Page excerpt START

ITD has sent two whole-virus-genome sequences to the GISAID. They are EJ-ITD3590NT/2020 and EJ-ITD853Sp/2020. Four others, according to Maria, are in the finishing stage in the laboratory. “Hopefully all will go well,” said Maria when asked whether her institution is planning to submit more virus data to GISAID. In total, nine whole sequences of the SARS-CoV-2 virus from Indonesia have been submitted to GISAID. As of Thursday, May 28, GISAID’s database contained 34,000 virus data from 81 countries.
Amin said that there are three benefits from having complete genome sequence of the SARS-CoV-2 virus in Indonesia. “First is that we get to know which virus from other countries it is most closely related with. Second, we can trace the pattern of its movement from one city to others,” said Amin. “Third, the sequences may be used to design diagnostic tools or vaccine sensitive to the the virus circulating in Indonesia,” said Amin, who is a professor of clinical microbiology at the University of Indonesia.
To find out which type the SARS-CoV-2 virus in Indonesia is categorized into, and which virus from other countries it is most closely related with, a virologist from Surya University, Tangerang, Banten, Sidrotun Naim, suggested to access the Nextstrain.org website. “Referring to Nexstrain categorization, there are only type A and B. All the virus data in Indonesia fits into type or clade A,” said Sidrotun via WhatsApp on May 28. “Assuming it is not further edited. The data from ITD was subjected to numerous editing a week after they were submitted.”
Sidrotun said that, from the unrooted phylogenetic tree generated by Nextstrain, type A is currently the dominant clade globally. “Type B is only represented by those in 1 o’clock direction. Type B is the early version in Wuhan, which is contained after the lockdown,” she said. “The ones which managed to exit the country prior to the lockdown then mutated and adapted into type A,” said Sidrotun, who holds a Ph.D degree in environmental microbiology from the University of Arizona, the United States.

Page excerpt END
Stored data START

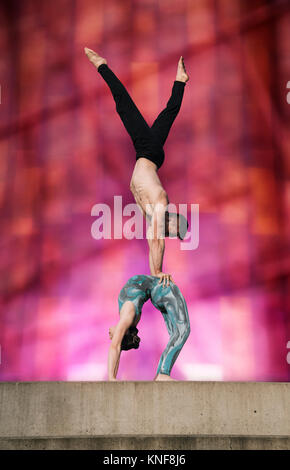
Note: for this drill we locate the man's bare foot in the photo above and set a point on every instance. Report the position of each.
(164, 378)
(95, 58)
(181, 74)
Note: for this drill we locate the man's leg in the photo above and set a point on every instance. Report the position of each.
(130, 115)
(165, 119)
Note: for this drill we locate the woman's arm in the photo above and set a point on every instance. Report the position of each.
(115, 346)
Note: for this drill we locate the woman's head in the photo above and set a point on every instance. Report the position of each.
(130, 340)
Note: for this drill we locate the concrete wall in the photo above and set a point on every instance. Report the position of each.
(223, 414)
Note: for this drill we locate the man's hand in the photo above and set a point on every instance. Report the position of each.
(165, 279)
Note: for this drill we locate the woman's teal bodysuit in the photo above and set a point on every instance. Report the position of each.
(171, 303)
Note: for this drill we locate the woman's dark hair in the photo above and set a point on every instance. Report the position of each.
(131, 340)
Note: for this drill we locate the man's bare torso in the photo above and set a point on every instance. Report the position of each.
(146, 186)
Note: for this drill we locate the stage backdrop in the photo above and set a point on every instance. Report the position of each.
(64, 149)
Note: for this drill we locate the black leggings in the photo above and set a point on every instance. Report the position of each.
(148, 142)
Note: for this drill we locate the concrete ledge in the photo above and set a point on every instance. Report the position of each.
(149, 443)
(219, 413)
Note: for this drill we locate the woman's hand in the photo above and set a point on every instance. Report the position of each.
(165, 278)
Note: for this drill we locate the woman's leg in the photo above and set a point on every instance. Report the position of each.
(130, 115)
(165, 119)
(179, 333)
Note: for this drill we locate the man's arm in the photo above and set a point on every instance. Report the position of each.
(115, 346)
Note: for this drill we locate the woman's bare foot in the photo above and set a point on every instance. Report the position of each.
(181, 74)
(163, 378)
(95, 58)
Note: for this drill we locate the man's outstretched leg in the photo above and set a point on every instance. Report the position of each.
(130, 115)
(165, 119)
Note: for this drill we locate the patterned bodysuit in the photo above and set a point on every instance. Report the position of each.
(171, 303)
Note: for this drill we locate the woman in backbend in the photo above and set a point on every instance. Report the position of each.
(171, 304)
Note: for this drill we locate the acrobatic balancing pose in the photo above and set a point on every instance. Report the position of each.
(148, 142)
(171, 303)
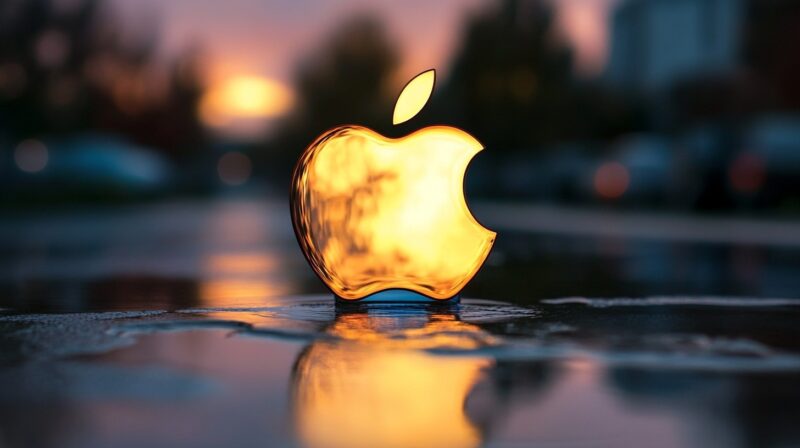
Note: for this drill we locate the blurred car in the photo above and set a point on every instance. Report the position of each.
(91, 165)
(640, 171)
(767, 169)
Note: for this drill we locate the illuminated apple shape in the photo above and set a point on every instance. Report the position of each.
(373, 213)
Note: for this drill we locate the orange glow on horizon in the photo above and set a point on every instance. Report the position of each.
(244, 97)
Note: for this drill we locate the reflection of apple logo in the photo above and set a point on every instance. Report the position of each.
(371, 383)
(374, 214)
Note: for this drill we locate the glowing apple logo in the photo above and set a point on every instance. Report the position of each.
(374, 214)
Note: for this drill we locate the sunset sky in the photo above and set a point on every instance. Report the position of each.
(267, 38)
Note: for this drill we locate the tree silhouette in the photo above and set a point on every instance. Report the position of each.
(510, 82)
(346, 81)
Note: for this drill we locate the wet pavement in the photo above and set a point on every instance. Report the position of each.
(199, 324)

Stored data END

- Task description -
Transcribe everything in the excerpt on the Indonesian virus sequences from "Amin said that" down to "University of Indonesia.". The items have no connection to the excerpt on the Indonesian SARS-CoV-2 genome sequences.

- Exercise output -
Amin said that there are three benefits from having complete genome sequence of the SARS-CoV-2 virus in Indonesia. “First is that we get to know which virus from other countries it is most closely related with. Second, we can trace the pattern of its movement from one city to others,” said Amin. “Third, the sequences may be used to design diagnostic tools or vaccine sensitive to the the virus circulating in Indonesia,” said Amin, who is a professor of clinical microbiology at the University of Indonesia.